[Free-text object descriptions]
============================================================

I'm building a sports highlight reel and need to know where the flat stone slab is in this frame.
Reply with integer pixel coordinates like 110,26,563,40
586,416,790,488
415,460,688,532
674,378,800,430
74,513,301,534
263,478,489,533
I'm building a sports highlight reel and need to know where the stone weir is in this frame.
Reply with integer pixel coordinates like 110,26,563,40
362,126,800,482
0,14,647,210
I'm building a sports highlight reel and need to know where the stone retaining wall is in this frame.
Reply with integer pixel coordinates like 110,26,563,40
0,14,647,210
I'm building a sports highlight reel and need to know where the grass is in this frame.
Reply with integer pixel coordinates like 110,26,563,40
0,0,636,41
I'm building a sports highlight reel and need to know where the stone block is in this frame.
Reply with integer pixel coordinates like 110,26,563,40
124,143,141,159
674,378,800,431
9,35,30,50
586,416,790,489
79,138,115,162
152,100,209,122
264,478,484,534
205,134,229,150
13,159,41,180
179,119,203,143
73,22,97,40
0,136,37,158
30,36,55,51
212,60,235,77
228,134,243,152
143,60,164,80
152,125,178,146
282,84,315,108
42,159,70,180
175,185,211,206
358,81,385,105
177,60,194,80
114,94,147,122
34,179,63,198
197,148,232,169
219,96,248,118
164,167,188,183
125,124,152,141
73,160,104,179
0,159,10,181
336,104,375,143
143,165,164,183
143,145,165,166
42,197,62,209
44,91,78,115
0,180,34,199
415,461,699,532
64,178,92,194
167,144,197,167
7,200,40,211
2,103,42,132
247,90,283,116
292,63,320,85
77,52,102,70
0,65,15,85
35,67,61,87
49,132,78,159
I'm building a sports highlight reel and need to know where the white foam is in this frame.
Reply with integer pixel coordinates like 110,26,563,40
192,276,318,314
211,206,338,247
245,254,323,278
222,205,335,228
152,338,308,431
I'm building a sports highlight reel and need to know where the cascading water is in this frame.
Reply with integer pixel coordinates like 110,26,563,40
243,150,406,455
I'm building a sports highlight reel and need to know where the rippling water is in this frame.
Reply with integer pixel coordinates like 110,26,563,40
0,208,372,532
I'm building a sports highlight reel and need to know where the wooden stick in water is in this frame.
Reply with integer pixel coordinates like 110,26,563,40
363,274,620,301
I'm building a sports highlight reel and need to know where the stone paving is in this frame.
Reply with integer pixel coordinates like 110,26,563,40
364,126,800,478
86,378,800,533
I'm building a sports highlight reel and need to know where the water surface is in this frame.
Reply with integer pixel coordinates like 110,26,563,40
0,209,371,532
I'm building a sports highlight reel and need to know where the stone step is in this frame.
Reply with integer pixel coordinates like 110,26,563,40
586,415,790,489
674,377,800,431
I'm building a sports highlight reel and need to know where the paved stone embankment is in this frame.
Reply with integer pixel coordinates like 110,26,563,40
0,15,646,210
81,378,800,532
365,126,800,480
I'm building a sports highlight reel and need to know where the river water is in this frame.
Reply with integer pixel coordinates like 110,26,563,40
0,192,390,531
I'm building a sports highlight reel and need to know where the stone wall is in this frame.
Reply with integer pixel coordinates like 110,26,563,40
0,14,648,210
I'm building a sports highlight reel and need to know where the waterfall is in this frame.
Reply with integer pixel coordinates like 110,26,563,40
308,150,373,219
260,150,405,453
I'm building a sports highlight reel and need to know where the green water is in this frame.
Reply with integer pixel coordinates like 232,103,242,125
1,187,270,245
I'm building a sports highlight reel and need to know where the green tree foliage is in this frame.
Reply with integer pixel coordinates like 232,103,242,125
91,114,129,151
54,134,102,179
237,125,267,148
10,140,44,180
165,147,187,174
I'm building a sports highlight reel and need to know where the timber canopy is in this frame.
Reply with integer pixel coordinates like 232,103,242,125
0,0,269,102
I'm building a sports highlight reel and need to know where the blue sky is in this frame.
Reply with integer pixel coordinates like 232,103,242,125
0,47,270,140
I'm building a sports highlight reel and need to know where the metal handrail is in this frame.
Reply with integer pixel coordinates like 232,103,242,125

============================================================

**WORK TASK**
In the answer, please give only the lines from the line containing "sky is in this frame." through the final line of the data, copied exactly.

**ANSWER TO THIS PROBLEM**
I'm building a sports highlight reel and need to know where the blue sky is in this frame.
Reply with integer pixel coordinates like 232,103,242,125
0,47,270,140
I'm building a sports highlight reel and need to know where the metal handrail is in this frame.
Reply with integer pixel coordinates like 232,103,242,125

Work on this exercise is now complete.